PAGE TEXT —
While we often associate the word “organic” with our produce and dairy options at the supermarket, this label has become increasingly attached to an intimate product used by millions of Americans each month: tampons. Although they’ve been around since the ‘80s, organic tampons have recently risen in popularity, and several brands frequently advertised on social media can be delivered to your door. Some women claim that these tampons have reduced their menstrual cramps or irritation, but has science found actual health benefits to switching to these more expensive products marketed as more “natural”?

Regular tampons are made from cotton and rayon (a substance derived from wood pulp), but they may also contain plastic components in the string or applicator and chemicals used for fragrance. On the other hand, organic tampons are one-hundred percent cotton and free from dyes, plastics, bleach, fragrances, and pesticide-treated cotton. Even though larger tampon companies aren’t as transparent about their complete ingredient list, the FDA considers all tampons a Class II Medical Device, and the industry is highly regulated. 

Dioxin, an environmental pollutant that has been linked to cancer and hormone disruption, was once found in trace amounts in conventional tampons when the wood pulp used to make rayon was bleached using chlorine gas. This chemical is still a source of concern for many women, but the FDA has stated that tampons are no longer bleached using elemental chlorine, so dioxin levels are negligible in every type of tampon. In fact, 90% of human exposure to dioxins is actually through food. One study showed dioxin concentration in tampons was “13,000-240,000 times less than dietary exposures.”

Research also found that non-organic cotton in regular tampons may contain trace amounts of the pesticide glyphosate, an herbicide used to kill weeds and rumored to be carcinogenic. The EPA, however, says it’s “not likely” to be carcinogenic, and the main risk of glyphosate exposure is through food or drinking water.

DATA EXTRACTS —
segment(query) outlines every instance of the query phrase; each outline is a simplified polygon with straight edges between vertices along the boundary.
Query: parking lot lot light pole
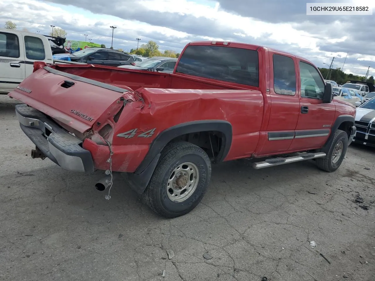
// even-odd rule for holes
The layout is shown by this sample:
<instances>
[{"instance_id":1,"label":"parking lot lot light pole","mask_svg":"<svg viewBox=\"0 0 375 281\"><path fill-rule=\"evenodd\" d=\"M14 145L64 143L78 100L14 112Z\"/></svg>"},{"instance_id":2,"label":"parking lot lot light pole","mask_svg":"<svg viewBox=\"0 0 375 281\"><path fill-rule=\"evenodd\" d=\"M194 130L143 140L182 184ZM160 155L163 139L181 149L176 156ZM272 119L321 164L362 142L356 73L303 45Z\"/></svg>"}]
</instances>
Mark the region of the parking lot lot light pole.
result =
<instances>
[{"instance_id":1,"label":"parking lot lot light pole","mask_svg":"<svg viewBox=\"0 0 375 281\"><path fill-rule=\"evenodd\" d=\"M110 27L112 29L112 42L111 43L111 48L113 48L113 31L117 27L116 26L113 26L113 25L111 25Z\"/></svg>"},{"instance_id":2,"label":"parking lot lot light pole","mask_svg":"<svg viewBox=\"0 0 375 281\"><path fill-rule=\"evenodd\" d=\"M53 37L53 28L55 27L55 25L52 25L52 24L51 24L50 25L50 26L52 28L52 37Z\"/></svg>"}]
</instances>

REQUIREMENT 1 — In the text about organic tampons, how does the FDA classify all tampons?
REQUIREMENT 2 — Pick up the text about organic tampons after its last sentence and keep writing it.
The rows come from a different source than the text about organic tampons.

TASK RESULT 1 — As a Class II Medical Device.

TASK RESULT 2 —
Toxic Shock Syndrome (TSS) is a rare but potentially fatal condition caused by a toxin produced by an overgrowth of bacteria. Cases of TSS spiked in 1980, which led super high-absorbency tampons to be pulled from the market. Many still have the misconception that regular tampons put women at a higher risk of contracting TSS than organic tampons, but a study comparing toxin growth in 11 types of tampons actually found higher levels of the dangerous toxin in cotton-only tampons versus regular tampons that included rayon and/or viscose as ingredients. Researchers hypothesized this is because cotton-only tampons are less structured with more air between fibers, which can help the bacteria to grow. Whether you opt for organic tampons or not, TSS is extremely rare and mostly depends on the absorbability and the length of use of a single tampon. 

Overall, there is not much scientific evidence to suggest that non-organic tampons are harmful to women’s health or that organic tampons are less harmful. Organic tampon manufacturers have put out warnings claiming that the ingredients used in conventional tampons can cause health problems, including period cramps, birth defects, infertility, and even cancer, but many doctors say there is simply not enough scientific evidence at this time to substantiate those claims or connect any health condition to any one ingredient in tampons. Many people make the switch to organic tampons based on the environmental benefits, but there are actually alternative products, such as menstrual cups or reusable menstrual underwear, that are more eco-friendly. No matter which feminine hygiene product is the new fad, it all comes down to personal preference and having the agency to decide what’s right for your own body.